■ YOUR INSTRUCTIONS:
The line containing "One marker per instance, like [34,159]." marks the end: output every line of the data up to it, and that line too, exactly as written.

(Records from a data source)
* * * * * * *

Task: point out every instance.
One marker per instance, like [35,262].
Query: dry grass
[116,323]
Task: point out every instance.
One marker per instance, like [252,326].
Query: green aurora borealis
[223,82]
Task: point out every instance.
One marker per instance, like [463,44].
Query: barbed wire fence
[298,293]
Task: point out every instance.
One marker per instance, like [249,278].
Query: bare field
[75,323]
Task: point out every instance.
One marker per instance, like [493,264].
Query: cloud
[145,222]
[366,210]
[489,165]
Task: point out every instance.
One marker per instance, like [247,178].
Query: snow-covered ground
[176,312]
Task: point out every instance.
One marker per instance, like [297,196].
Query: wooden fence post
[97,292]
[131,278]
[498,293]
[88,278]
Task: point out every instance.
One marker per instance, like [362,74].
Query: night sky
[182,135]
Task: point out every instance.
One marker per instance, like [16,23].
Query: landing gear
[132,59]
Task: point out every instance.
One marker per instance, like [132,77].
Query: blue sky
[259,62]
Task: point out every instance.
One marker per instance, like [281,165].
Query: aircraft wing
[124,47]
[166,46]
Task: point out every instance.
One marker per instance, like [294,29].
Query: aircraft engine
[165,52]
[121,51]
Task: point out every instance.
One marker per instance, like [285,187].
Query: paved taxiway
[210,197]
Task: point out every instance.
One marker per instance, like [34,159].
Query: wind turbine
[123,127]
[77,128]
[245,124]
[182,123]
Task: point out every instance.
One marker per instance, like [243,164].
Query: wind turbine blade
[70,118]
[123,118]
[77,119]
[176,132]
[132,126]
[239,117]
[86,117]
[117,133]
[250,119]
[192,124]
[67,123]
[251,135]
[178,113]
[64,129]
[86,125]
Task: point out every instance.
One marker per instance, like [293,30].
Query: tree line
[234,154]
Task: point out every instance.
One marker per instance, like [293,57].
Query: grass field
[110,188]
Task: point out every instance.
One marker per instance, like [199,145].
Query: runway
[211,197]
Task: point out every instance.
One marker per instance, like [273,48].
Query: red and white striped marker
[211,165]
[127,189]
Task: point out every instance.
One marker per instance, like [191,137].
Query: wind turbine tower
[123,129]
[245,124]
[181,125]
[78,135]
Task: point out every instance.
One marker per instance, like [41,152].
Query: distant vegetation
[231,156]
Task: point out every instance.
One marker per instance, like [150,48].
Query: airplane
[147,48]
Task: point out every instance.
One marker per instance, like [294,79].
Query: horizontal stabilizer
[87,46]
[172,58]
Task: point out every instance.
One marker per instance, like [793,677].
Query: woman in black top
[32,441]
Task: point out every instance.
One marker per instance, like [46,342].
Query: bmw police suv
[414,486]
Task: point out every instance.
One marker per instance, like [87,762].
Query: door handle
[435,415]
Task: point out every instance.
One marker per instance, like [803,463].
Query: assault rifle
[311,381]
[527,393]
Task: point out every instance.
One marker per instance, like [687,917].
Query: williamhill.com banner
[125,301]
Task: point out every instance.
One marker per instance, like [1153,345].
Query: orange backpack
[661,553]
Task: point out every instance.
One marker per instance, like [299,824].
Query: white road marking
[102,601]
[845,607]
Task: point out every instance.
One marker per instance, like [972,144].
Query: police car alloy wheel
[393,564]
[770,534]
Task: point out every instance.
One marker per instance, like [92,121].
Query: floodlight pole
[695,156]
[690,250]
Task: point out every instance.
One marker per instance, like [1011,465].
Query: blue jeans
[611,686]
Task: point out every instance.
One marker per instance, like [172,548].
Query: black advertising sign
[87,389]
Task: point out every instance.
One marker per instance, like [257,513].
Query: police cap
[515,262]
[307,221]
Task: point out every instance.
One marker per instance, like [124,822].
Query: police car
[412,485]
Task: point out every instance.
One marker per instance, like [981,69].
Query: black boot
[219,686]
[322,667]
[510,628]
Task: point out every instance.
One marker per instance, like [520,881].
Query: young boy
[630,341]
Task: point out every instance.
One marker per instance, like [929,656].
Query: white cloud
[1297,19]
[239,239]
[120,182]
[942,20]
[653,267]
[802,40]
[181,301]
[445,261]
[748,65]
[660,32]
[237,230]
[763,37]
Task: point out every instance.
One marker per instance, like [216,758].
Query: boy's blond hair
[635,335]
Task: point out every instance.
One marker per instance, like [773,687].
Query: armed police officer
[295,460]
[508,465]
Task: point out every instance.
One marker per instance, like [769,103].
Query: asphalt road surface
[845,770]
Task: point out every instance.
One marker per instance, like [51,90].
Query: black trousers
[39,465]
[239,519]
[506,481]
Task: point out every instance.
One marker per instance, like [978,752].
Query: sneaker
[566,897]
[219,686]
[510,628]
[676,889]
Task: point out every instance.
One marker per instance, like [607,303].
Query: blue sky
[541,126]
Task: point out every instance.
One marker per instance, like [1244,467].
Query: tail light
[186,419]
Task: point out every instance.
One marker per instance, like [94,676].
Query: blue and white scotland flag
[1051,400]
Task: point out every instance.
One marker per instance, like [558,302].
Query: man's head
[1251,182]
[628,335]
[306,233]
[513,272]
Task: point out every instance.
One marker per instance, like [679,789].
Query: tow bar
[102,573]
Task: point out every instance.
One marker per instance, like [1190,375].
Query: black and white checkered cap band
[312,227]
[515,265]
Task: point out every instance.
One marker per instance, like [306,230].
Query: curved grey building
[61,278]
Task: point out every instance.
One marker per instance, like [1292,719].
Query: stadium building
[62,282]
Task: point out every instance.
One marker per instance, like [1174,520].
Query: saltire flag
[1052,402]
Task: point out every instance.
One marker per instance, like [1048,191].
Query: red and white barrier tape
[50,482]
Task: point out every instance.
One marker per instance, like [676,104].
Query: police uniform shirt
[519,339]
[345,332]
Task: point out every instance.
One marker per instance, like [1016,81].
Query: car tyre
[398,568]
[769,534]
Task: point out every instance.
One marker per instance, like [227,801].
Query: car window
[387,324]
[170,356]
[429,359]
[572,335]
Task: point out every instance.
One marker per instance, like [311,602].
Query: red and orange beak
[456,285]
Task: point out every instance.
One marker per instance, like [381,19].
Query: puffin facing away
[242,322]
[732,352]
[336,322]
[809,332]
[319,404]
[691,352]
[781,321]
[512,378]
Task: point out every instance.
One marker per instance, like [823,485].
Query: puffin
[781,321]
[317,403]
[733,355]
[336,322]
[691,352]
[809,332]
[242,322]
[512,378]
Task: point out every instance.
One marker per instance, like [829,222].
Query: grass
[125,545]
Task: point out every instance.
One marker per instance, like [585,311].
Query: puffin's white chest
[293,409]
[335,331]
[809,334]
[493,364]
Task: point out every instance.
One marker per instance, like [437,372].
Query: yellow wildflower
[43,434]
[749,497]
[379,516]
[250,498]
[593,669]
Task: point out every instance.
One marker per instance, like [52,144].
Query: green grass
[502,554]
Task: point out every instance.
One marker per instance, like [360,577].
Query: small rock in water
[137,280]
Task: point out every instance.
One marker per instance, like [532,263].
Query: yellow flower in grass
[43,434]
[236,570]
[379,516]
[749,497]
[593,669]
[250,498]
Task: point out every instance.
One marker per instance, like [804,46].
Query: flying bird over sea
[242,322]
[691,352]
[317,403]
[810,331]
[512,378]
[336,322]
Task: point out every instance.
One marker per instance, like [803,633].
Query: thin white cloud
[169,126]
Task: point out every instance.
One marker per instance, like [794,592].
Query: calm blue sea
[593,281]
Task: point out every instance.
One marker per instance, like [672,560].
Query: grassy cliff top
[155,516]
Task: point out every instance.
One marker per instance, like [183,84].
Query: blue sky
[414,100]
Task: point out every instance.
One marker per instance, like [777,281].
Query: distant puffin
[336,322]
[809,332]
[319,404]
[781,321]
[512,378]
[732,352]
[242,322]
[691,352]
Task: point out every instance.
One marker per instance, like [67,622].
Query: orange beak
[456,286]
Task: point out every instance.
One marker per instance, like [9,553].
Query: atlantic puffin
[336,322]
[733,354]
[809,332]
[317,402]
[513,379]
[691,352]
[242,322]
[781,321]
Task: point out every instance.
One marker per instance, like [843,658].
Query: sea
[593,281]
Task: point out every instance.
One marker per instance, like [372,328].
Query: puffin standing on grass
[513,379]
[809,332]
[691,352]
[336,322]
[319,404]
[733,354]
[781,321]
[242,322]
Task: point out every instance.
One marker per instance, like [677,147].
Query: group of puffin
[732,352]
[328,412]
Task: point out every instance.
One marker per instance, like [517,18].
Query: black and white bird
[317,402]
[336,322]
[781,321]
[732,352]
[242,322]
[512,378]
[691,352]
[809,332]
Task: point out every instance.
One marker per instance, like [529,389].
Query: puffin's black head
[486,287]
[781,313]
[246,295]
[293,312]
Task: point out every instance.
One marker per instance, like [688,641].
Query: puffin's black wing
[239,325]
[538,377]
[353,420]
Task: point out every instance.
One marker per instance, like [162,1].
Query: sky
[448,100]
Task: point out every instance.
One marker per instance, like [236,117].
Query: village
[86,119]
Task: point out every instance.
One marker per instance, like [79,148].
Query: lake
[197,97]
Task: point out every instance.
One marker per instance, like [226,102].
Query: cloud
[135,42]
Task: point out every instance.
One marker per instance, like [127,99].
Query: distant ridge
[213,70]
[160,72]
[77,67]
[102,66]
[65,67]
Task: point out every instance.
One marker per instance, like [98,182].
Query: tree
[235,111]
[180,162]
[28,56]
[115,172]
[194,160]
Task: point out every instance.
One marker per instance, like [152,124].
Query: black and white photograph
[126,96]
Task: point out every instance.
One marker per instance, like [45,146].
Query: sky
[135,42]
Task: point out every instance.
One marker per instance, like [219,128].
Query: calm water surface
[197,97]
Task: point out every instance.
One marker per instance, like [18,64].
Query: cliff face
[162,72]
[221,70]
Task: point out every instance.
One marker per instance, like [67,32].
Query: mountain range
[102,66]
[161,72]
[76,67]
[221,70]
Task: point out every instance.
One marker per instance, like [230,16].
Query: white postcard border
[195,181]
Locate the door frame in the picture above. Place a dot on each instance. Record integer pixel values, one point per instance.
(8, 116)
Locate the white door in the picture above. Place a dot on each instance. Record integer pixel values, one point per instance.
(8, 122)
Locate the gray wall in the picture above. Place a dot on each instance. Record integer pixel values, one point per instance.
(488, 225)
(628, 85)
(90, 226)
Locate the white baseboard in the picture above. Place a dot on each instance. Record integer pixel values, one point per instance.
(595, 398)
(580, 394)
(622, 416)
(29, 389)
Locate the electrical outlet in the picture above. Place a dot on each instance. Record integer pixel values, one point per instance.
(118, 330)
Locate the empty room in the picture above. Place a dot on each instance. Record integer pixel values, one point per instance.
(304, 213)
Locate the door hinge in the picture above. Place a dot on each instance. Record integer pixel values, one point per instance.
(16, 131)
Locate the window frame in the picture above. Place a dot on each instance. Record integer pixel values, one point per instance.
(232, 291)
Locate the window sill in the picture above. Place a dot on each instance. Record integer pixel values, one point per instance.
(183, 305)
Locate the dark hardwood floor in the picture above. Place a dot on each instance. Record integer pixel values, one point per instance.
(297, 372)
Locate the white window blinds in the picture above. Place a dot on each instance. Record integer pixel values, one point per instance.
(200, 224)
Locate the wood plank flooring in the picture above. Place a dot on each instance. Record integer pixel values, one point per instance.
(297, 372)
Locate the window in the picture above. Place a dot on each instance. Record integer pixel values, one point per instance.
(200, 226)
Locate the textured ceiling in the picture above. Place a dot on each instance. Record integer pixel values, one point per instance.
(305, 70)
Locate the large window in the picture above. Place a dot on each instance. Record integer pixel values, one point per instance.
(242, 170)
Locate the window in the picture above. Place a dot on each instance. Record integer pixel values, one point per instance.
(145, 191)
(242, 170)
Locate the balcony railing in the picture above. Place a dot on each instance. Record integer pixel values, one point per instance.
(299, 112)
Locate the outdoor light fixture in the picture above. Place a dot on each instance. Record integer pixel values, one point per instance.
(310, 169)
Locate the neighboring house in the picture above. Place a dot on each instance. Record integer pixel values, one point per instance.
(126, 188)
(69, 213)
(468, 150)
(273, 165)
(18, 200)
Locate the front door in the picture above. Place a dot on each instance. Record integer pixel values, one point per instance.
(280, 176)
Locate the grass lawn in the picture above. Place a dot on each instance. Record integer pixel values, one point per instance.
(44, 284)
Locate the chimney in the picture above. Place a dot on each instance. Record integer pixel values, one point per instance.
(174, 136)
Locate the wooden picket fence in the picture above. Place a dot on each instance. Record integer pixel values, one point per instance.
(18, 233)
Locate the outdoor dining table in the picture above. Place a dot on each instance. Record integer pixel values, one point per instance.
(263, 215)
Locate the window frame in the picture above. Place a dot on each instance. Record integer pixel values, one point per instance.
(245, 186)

* * * * * * *

■ COMPLETED TASK:
Task: point out every instance.
One marker per instance, like [35,262].
Query: dry grass
[116,323]
Task: point out every instance.
One marker per instance, like [252,326].
Query: green aurora borealis
[223,82]
Task: point out every instance.
One marker per instance, like [463,44].
Query: barbed wire fence
[298,293]
Task: point out every instance.
One marker per instance, like [249,278].
Query: bare field
[75,323]
Task: point out every instance.
One marker per instance, like [493,264].
Query: cloud
[145,222]
[366,210]
[489,165]
Task: point out every instance.
One marker per instance, like [247,178].
Query: snow-covered ground
[176,312]
Task: point out every instance.
One marker per instance, like [297,196].
Query: wooden fence post
[97,292]
[131,278]
[498,293]
[88,278]
Task: point out every instance.
One marker per instance, like [362,74].
Query: night sky
[182,135]
Task: point out every instance.
One marker per instance, like [16,23].
Query: landing gear
[132,59]
Task: point out every instance.
One marker per instance, like [132,77].
Query: blue sky
[259,62]
Task: point out every instance.
One marker per instance, like [281,165].
Query: aircraft wing
[124,47]
[166,46]
Task: point out every instance.
One marker per instance, like [294,29].
Query: aircraft engine
[165,52]
[121,51]
Task: point out every instance.
One marker per instance, like [285,187].
Query: paved taxiway
[210,197]
Task: point out every instance.
One marker per instance, like [34,159].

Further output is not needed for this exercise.